● **Required work**: Rewrite the data below, replacing "perception module" with "vision system" everywhere it occurs and leaving every other character unchanged.

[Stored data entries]
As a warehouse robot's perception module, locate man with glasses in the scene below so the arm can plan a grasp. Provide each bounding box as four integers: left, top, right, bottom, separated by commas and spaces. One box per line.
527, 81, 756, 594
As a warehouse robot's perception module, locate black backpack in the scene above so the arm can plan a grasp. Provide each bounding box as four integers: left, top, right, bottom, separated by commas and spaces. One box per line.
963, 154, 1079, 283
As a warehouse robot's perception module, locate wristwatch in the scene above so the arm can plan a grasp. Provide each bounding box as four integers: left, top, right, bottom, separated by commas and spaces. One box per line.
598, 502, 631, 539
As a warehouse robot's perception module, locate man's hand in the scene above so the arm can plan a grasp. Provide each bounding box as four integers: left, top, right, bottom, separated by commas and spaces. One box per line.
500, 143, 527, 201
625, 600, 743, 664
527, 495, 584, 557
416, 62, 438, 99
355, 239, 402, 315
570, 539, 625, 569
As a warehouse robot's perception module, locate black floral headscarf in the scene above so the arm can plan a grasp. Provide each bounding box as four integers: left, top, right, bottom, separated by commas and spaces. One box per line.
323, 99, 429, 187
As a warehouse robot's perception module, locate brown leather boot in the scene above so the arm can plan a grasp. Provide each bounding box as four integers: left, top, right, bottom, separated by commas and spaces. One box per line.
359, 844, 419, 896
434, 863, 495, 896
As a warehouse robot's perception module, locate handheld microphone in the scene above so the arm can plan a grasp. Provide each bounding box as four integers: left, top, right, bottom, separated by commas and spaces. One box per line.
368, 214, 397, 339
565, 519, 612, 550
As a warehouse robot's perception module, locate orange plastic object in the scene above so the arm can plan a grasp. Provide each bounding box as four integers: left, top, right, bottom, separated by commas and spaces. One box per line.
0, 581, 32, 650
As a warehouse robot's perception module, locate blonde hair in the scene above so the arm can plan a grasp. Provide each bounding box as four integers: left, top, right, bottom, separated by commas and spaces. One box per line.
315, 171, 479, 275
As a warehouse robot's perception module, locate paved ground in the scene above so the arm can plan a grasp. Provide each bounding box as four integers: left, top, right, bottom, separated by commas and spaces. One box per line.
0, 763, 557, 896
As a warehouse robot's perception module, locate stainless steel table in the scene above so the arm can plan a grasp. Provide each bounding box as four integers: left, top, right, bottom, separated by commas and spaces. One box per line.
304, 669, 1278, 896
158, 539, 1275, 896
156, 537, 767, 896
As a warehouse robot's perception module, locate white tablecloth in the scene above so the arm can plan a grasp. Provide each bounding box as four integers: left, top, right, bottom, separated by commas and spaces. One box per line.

● **Worked answer**:
As a warehouse robot's vision system, locate man with glasses in the scene below so the arm can plan a grasp. Provide each bounding box as four integers: left, top, right, bottom, separated by commas and spaces. One box per line.
527, 81, 756, 594
As a warehouse robot's vision system, locate black backpack in the scene above so the arm can plan a grasp. Provide each bounding box as four integers: left, top, right, bottom, separated by commas and spaces. One box per line.
963, 154, 1079, 283
As a warehouse robot's vision system, locate wristwatch in the scene above so the arm can plan a grasp. Provide each bounding box as four integers: left, top, right, bottom, separated by commas and spaces. One box per line.
598, 502, 631, 539
As a warehouse robot's vision system, locate man's hand in the scene above so the arm can plan a grasp. Provide each bounding box as four integers: left, top, right, bottom, separated by commas and spaces. One box per line.
500, 143, 527, 201
625, 600, 743, 664
527, 495, 584, 557
416, 62, 438, 99
355, 239, 402, 315
570, 539, 625, 569
As a warehouse robot's vision system, locate black floral headscarf in the scene above so the arm can plan a grasp. Provide each bounding box as four integers: left, top, right, bottom, separated by commas and spaces. One box per line.
323, 99, 429, 187
As a warehouse robot's vision system, locate brown leather boot in the scene above so the arm can plan a grasp. Provide each bounding box as four integers: left, top, right, bottom, separated by commas and spaces. One box per line.
359, 844, 419, 896
434, 863, 495, 896
As a warehouse robot's vision system, locate handheld microphone in the scene above so the arm can plan a grasp. Provide each bounding box as four integers: left, top, right, bottom, separated by commas and spaces. One box per line.
368, 214, 397, 339
565, 519, 612, 550
As a warehouse robot's vision system, locate orange plastic object in the scene above so the arm can plan a grasp. Provide each bounding box as four integers: left, top, right, bottom, separated by commas and spaces. One box per line.
0, 581, 32, 650
As a warehouse robot's vision system, locate blonde hair in the scene above so the arm can plan a grasp. Provide each bounding box as four integers: left, top, right, bottom, separated by commas and spaces. One box per line.
315, 171, 479, 275
As a warehouse robot's vision system, locate paved ground in the scene above so the arm can plan a grasp. Provide each bounding box as four integers: left, top, right, bottom, separated by commas and spaces. One box per line.
0, 763, 557, 896
As a warehouse robot's vision system, locate stainless steel table in the scene above so the arm can plan a grasp. Provide each bounding box as four integers: left, top, right, bottom, separated by commas and spaces. One box per line.
304, 669, 1278, 896
158, 539, 1275, 896
156, 537, 767, 896
As a warehouse robot's vision system, locate white tablecloth in the scene above so the arm can plan a grasp. Provide each bounding box as four integers: left, top, right, bottom, separated by commas and spaces. One box per line.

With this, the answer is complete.